**THE TASKS:**
a) In the article on the Military Commissions Act, what review does the Act eliminate for aliens?
b) Write a continuation of the article on the Military Commissions Act, starting after its final sentence.

Weekend Edition (CounterPunch)
October 14-15, 2006

Soulless New World
Bush's Military Commissions Act and the Future of America

By JENNIFER VAN BERGEN

"The legacy of Nuremberg and the solemn undertaking that Justice Jackson 
gave for the United States at the opening session, are under assault by the 
Bush Administration, which has embraced a radical world view that rests on a

cult of power and a disdain for law."
Scott Horton, When Lawyers Are War Criminals
Before Congress recessed, it passed, amid much criticism, the Military 
Commissions Act (MCA). The Act has consequences for citizens and 
non-citizens alike. Among it's worst features, it authorizes the President 
to detain, without charges, anyone whom he deems an unlawful enemy 
combatant. This includes U.S. citizens. It eliminates habeas corpus review 
for aliens. It also makes providing "material support" to terrorists 
punishable by military commission. And, once again, the military commissions

procedures allow for coerced testimony, the use of "sanitized classified 
information" (where the source is not disclosed), and trial for offenses not

historically subject to trial by military commissions. (Terrorism is not 
historically a military offense; it's a crime.) Finally, by amending the War

Crimes Act, it allows the president to authorize interrogation techniques 
that may nonetheless violate the Geneva Conventions and provides future and 
retroactive immunity for those who engage in or authorize those acts.

Given the troubling new broad powers Congress has given the President, what 
will happen now?

While the President has consistently insisted these laws are necessary, it 
is becoming increasingly clear that, in addition to a huge up-swelling of 
anti-American sentiment in the Middle East, the administration's approach to

terrorism has led to a tremendous number of false arrests and imprisonments.

**PROVIDED DATA:**

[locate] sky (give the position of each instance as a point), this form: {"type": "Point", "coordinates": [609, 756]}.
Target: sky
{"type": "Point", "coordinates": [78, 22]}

**SOLVED PROBLEMS:**
a) Habeas corpus review.

b)
It is hard to imagine that the MCA will not lead to more and greater 
mistakes of law and judgment. Although the Act provides for trial by 
military commission, it is unlikely very many will even be tried. As Michael

Ratner points out: "As detainees can now be held forever without trial, why 
try them?"

Here's the picture: Citizens and non-citizens alike will be rounded up and 
detained without charges. Alien detainees in America will fall into the same

legal black hole the Bush administration created at Guantanamo, the same 
hole the secret CIA "Black Site" detainees fell into. From all the evidence 
we have, a large percentage of these "disappeareds" will be innocent. They 
will be innocent but they will be subjected to interrogation methods 
developed by the CIA and preserved by the MCA which only a sociopath could 
view as anything other than torture and which violate long-standing laws of 
war.

Citizen detainees will sit in detention for months or years. New detention 
centers will spring up across the country (and reportedly already are being 
built) to house the influx of what will essentially be an entire new colony 
of inmates, a massive new world of souls declared unworthy of basic human 
rights or judicial notice.

In fact, the Act envisions and institutionalizes a whole new worldview. In 
this new world, there is no longer a distinction between a criminal and an 
enemy combatant. Think what this means. Traditionally, an enemy combatant is

a soldier of those against whom we have declared war. Or, as Guantanamo 
defense attorney P. Sabin Willett says, "When you declare a war you make of 
your opponent a soldier, which is to say, a person of honor."
Under the MCA worldview, all soldiers who do not fight for America are now 
criminals.

(The administration's distinction between lawful and unlawful enemy 
combatant is a red herring. The administration has completely refused to 
acknowledge the existence of any lawful enemy combatant in their "war on 
terror." All are unlawful combatants, which means they are terrorists, which

means they are criminals. The "war on terror," then, is actually a massive 
criminal manhunt and prosecution, except without the legal safeguards.)

The blur also works in reverse: terrorist criminals can now be tried by 
military commissions. Thus, we now have a world in which criminal laws are 
just obsolete inconveniences that prevent the state from protecting national

security during an endless undeclared war on an emotional state (terror).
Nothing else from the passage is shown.